# CHALLENGES:
[A] In the training transcript, what is Emily Baker's job title?
[B] Reproduce the training transcript word for word, everything from "[EMILY BAKER]" down to "to the video.".
[C] Pick up the training transcript on creating accessible PDFs from Word and continue it past its last sentence.
--- start EXCERPT TO READ ---
Creating accessible PDFs from Word, Part 2

Transcript

[EMILY BAKER]
Hello and welcome. Today’s live training by the Center for Digital Accessibility is about creating accessible PDFs from Word documents, Part 2, Finishing Touches. And we’re gonna resolve that cliffhanger where we left off at the end of Part 1 when we created a Word doc, but did not find out what happens after we export it. So today’s session is being recorded and once the captions are corrected, we will share a link to the video.

My name is Emily Baker and I’m the Senior Digital Accessibility Specialist on the CDA team. We are here to help you strengthen the accessibility of your digital content, and I tend to work with non-web content, such as documents, captioning for videos, and so on. In this session, we’re gonna briefly recap some of the things that we learned in Part 1 about creating an accessible Word file, using the built-in accessibility checker as we go, and the things that the checker won’t remind us about. We’ll talk about options for exporting correctly to the PDF format.

We’ll check our PDF in Acrobat and another PDF accessibility checker, and we’ll apply some finishing touches in Acrobat, and then go back and check again and see how we did. So just briefly, here’s a quick reminder about the deceptively simple three-step process, for creating accessible PDFs. Again, creating an accessible source file, in this case, Word, and using all the built-in accessibility functionality that exists, exporting it properly, and applying those finishing touches. It sounds really easy, but it is, maybe not always as easy as that.

So we’re gonna move on to our demo. Wish me luck because I won’t just be flipping between Word and Acrobat, but I’ll also be showing you the PAC checker in a virtual Windows installation on my Mac. What could possibly go wrong?

And then also, a quick disclaimer, this process will be very helpful in creating a PDF with no major barriers. If you need to pass all the checkpoints in the PDF/UA specification, there will be more work in Acrobat than we’ll be able to cover today. But some of those PDF/UA checkpoints do not directly affect the accessibility or usability of your document. And for the purposes of this demo, I’ve done some additional fixing up in my document so that we can just focus on the higher priority issues.

So, this is a, maybe a slightly fictionalized example of how to do this. So if you’ll give me a brief moment, I will fix my screen share. Okay, is everybody seeing my Word document?

Excellent, thank you. So, an acknowledgement, again, the document I’m using here is a modified copy of a sample document that is used in some LinkedIn Learning courses on accessible PDFs taught by Chad Chelius. Highly recommended for a deeper dive on all of the techniques that we’re gonna talk about today and then some, including some of those fix ups that I’m actually gonna skip today.

I’ve also heard through the grapevine that Chad just finished recording updated versions of both of his courses, which will no doubt include all the latest functionality in Word, InDesign and Acrobat, so I’ll try to stay tuned and let you know when those are actually released in LinkedIn Learning. So, again, a quick recap, we’re gonna fast-forward to the end of our source file creation process.

We have our Word doc, which we created with accessibility in mind, and we’ve been checking as we go. So we can take a look at our accessibility checker just to see how we did.

On the editing ribbon, on the review tab is where you’ll find the Check Accessibility command. It will launch our Accessibility Assistant in a little side car here. And it seems to think that we did a pretty good job.
--- end EXCERPT TO READ ---
--- start DATASET RECORDS ---
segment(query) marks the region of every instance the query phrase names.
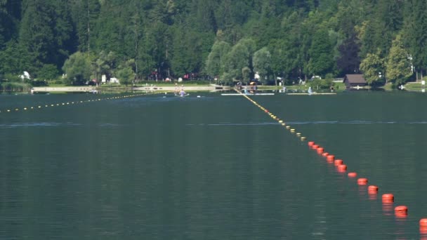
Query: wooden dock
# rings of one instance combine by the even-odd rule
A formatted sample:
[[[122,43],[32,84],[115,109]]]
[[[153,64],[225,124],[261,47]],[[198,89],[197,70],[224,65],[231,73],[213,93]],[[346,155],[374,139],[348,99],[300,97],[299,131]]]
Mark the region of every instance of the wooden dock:
[[[77,87],[34,87],[34,93],[93,93],[96,91],[96,88],[93,86],[77,86]]]

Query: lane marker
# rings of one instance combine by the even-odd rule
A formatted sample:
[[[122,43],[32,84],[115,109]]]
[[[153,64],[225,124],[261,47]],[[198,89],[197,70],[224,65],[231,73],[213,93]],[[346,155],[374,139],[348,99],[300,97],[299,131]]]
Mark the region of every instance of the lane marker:
[[[77,101],[77,102],[61,102],[61,103],[51,103],[51,104],[46,104],[44,105],[38,105],[37,107],[24,107],[22,109],[23,110],[27,110],[27,109],[41,109],[41,108],[46,108],[46,107],[55,107],[55,106],[65,106],[65,105],[73,105],[74,103],[84,103],[84,102],[96,102],[96,101],[102,101],[102,100],[114,100],[114,99],[119,99],[119,98],[134,98],[134,97],[138,97],[138,96],[145,96],[145,95],[154,95],[154,94],[160,94],[161,93],[140,93],[140,94],[134,94],[134,95],[124,95],[124,96],[119,96],[119,97],[109,97],[109,98],[97,98],[97,99],[90,99],[90,100],[80,100],[80,101]],[[12,110],[13,109],[13,110]],[[20,112],[21,111],[21,109],[19,108],[15,108],[15,109],[6,109],[4,111],[1,111],[0,110],[0,113],[9,113],[9,112]]]
[[[242,96],[246,98],[250,102],[251,102],[254,105],[259,107],[263,112],[268,114],[272,119],[278,121],[279,124],[281,124],[282,126],[284,126],[287,130],[290,130],[291,133],[295,133],[296,131],[294,128],[291,128],[291,127],[288,125],[283,124],[283,120],[280,119],[278,117],[275,116],[272,113],[271,113],[268,109],[258,104],[256,102],[251,99],[249,96],[245,94],[243,94],[236,89],[235,89],[237,93],[239,93]],[[298,137],[300,137],[301,135],[301,133],[298,133],[296,134]],[[300,139],[301,140],[306,140],[306,137],[301,137]],[[332,164],[335,162],[335,166],[336,166],[337,171],[341,173],[346,173],[348,169],[348,166],[344,164],[343,161],[341,159],[335,160],[335,156],[329,154],[324,152],[324,148],[316,144],[314,141],[308,141],[308,147],[314,150],[317,151],[317,153],[322,154],[322,156],[325,157],[327,161],[329,164]],[[356,178],[357,174],[355,172],[348,173],[348,178]],[[360,178],[357,179],[357,185],[360,186],[364,186],[367,185],[368,179],[366,178]],[[366,190],[366,189],[365,189]],[[375,185],[371,185],[367,188],[368,196],[369,199],[376,199],[376,195],[378,194],[379,187]],[[390,212],[393,209],[393,204],[394,203],[394,196],[392,194],[385,194],[382,195],[382,202],[383,202],[383,211],[385,213]],[[396,219],[400,218],[406,218],[408,215],[408,208],[406,206],[398,206],[395,208],[395,217]],[[419,222],[419,229],[420,233],[422,234],[427,234],[427,218],[422,218]]]

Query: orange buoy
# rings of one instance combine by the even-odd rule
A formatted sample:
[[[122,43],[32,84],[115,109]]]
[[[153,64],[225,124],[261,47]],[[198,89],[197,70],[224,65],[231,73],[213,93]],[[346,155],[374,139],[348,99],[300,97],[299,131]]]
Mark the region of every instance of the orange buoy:
[[[341,170],[347,170],[347,165],[346,164],[340,164],[337,166],[338,169]]]
[[[420,227],[419,233],[421,234],[421,238],[420,239],[420,240],[427,239],[427,227]]]
[[[335,156],[329,154],[329,155],[327,156],[326,159],[328,161],[334,161],[334,159],[335,159]]]
[[[376,194],[378,193],[378,187],[374,185],[370,185],[368,187],[368,194]]]
[[[357,173],[348,173],[348,178],[356,178],[356,176],[357,175]]]
[[[392,194],[383,194],[382,198],[383,203],[393,203],[395,201],[395,196]]]
[[[346,173],[347,171],[347,165],[341,164],[336,167],[339,173]]]
[[[395,208],[395,213],[396,214],[408,214],[408,208],[406,206],[398,206]]]
[[[361,178],[357,179],[357,185],[366,185],[368,183],[367,178]]]
[[[336,159],[335,161],[334,161],[334,164],[336,166],[340,166],[340,165],[343,164],[343,160],[341,160],[341,159]]]

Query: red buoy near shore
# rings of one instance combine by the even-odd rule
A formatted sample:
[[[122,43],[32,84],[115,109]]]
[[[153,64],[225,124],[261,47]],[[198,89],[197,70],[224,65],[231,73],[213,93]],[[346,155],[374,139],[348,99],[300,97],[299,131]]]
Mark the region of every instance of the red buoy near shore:
[[[378,193],[378,187],[374,185],[370,185],[368,187],[368,194],[373,195]]]
[[[366,185],[368,183],[367,178],[361,178],[357,179],[357,185]]]
[[[345,173],[347,171],[347,165],[341,164],[336,166],[339,173]]]
[[[348,178],[356,178],[357,176],[357,173],[348,173]]]
[[[336,159],[335,161],[334,161],[334,164],[335,164],[335,166],[340,166],[340,165],[343,164],[343,160]]]
[[[395,208],[395,213],[396,215],[407,215],[408,208],[406,206],[398,206]]]
[[[392,194],[383,194],[382,199],[383,203],[393,203],[395,201],[395,196]]]

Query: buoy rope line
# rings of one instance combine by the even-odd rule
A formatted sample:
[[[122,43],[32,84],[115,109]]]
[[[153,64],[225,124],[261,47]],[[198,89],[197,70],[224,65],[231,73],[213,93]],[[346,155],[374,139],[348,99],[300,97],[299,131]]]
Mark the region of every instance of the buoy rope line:
[[[287,125],[283,120],[279,119],[277,116],[275,116],[267,109],[265,109],[265,107],[251,99],[251,98],[248,97],[244,93],[240,93],[237,90],[235,91],[237,93],[240,93],[243,97],[251,101],[251,102],[252,102],[256,107],[259,107],[261,110],[263,110],[263,112],[268,114],[272,119],[277,121],[280,125],[284,126],[287,130],[291,132],[291,133],[295,134],[298,139],[302,141],[305,141],[307,140],[307,138],[302,136],[301,133],[296,132],[296,130],[292,128],[290,126]],[[324,157],[328,164],[334,164],[336,171],[339,173],[344,173],[348,171],[347,165],[344,164],[343,161],[342,159],[336,159],[334,155],[326,152],[323,147],[320,147],[317,144],[315,144],[313,141],[308,141],[308,145],[310,149],[317,151],[317,154]],[[357,176],[357,173],[355,172],[350,172],[347,174],[347,175],[349,178],[355,178]],[[357,185],[360,186],[366,186],[368,183],[368,179],[365,178],[357,178]],[[376,199],[378,192],[379,187],[377,186],[369,185],[367,187],[367,192],[368,195],[369,196],[369,199]],[[393,209],[393,203],[395,201],[394,195],[390,193],[383,194],[382,195],[381,199],[383,203],[383,210],[384,211],[391,211]],[[408,208],[406,206],[398,206],[395,208],[395,215],[397,218],[406,218],[407,217],[407,215]],[[421,218],[419,220],[419,230],[420,234],[421,234],[424,236],[427,236],[427,218]]]
[[[33,107],[25,107],[22,108],[7,109],[6,110],[0,109],[0,114],[15,112],[19,112],[19,111],[30,111],[30,110],[39,109],[46,108],[46,107],[66,106],[66,105],[77,105],[77,104],[91,102],[98,102],[98,101],[107,100],[116,100],[116,99],[121,99],[121,98],[134,98],[134,97],[138,97],[138,96],[142,96],[142,95],[147,95],[159,94],[159,93],[141,93],[141,94],[126,95],[118,96],[118,97],[96,98],[96,99],[90,99],[90,100],[86,100],[65,102],[53,103],[53,104],[45,104],[45,105],[37,105],[37,106],[33,106]]]

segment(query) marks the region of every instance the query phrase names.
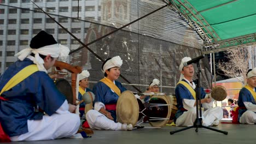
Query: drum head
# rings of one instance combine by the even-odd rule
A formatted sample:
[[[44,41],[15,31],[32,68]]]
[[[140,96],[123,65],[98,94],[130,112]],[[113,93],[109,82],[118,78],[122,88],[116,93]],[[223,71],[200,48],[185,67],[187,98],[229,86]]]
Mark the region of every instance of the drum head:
--- end DATASET RECORDS ---
# RESPONSES IN ORDER:
[A] Senior Digital Accessibility Specialist on the CDA team

[B]
[EMILY BAKER]
Hello and welcome. Today’s live training by the Center for Digital Accessibility is about creating accessible PDFs from Word documents, Part 2, Finishing Touches. And we’re gonna resolve that cliffhanger where we left off at the end of Part 1 when we created a Word doc, but did not find out what happens after we export it. So today’s session is being recorded and once the captions are corrected, we will share a link to the video.

[C]
Also, if we’re keeping it running while we work, sometimes our little accessibility icon will appear in our document if we create any new problems so that we can fix them in real time as we go. And then, again, as we mentioned last time, the Word accessibility checker does not tell you about including a title in the Document Properties dialog. So we’ll just gonna look here real quick in the File menu, Properties. In this Summary, we just need to make sure that there is a title here in these properties.

The title is mandatory for accessibility and any additional metadata is optional. It might be nice for search engine optimization later, but only the title is mandatory for accessibility.

So it looks like we have a nice accessible Word file, and we have two options for transforming our Word doc into a reasonably accessible tagged and structured PDF file. Print to PDF is not one of those.

Instead, we’re gonna choose Save As. All right, is everybody seeing my entire messy desktop?

[PARTICIPANT ONE]
Yes.

[EMILY BAKER]
Okay, so, let’s see. I was in my Word file, Save as, and the dialog pop up. Here, we can choose several different file formats.

We’re going to PDF and making sure that ‘Best for electronic distribution and accessibility’ is checked here. I’m gonna not replace my document because it already exists, but that’s the routine there. A second method, if you already have Acrobat Pro installed on your computer is to use the Acrobat PDFMaker utility, which automatically inserts an additional tab on your editing ribbon and Create PDF.

So this is another perfectly valid way to create an accessible PDF. All right, I’m gonna clumsily stop sharing again so that I can set up my next phase. All right, so our PDF document now is loaded up in my Acrobat Pro installation here. And we talk about a tagged PDF and what do we mean by that?

In a PDF document, every piece of meaningful content in that file must have a tag that explains what that element is doing. So we’ll take a look at what that kind of looks like conceptually. This is the tags panel.

We’ve opened up our Accessibility tags, so Microsoft Word exported our document. It’s nicely tagged. It seems pretty organized.

We’ll check on this in a minute. Your top level tag inside your document should always be a Document tag, and then you’ll start to see each of the pieces of content in your file. I wonder why it won’t show. Here we go.

So as you select each tag, it will highlight the little tidbit of content that it refers to and we can do what we call walking the tags tree. So as you move up and down, arrow up and down through the tags tree, you can see that each of these tags is capturing a tidbit of content. It is placed in the proper order, it makes logical sense. Here you can see, this is kind of why we don’t recommend having additional carriage returns or whatever you call them in your document.

And last time we talked a little bit about the content in the header and footer zones of your Word document. So this is a little moment where you can see how this plays out in the Word document.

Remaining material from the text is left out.